Extract every line of the records that contains the string "green". Letter case matters.

Dataset rows on where objects appear:
──────────────────────────────

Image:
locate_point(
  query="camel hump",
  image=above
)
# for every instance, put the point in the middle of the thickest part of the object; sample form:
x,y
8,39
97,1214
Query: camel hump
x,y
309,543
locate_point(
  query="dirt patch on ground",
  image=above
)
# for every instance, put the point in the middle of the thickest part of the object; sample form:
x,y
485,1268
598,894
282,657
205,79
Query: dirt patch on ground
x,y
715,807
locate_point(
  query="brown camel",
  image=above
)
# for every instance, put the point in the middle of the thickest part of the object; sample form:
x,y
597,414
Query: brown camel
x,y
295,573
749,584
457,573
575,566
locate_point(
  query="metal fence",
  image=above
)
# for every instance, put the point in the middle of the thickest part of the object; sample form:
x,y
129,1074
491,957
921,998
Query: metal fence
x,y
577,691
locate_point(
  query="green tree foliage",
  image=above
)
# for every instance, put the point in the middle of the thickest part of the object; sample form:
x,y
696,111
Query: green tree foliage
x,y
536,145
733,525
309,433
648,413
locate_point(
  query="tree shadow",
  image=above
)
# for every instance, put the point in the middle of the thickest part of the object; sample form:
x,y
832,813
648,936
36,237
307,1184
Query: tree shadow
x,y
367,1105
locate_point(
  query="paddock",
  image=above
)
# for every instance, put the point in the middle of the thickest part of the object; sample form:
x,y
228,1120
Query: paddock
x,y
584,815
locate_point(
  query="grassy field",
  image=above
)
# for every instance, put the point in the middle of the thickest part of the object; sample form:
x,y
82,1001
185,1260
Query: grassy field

──────────────────────────────

- _WORKED SOLUTION_:
  query="green tree foliage",
Query: green tree foliage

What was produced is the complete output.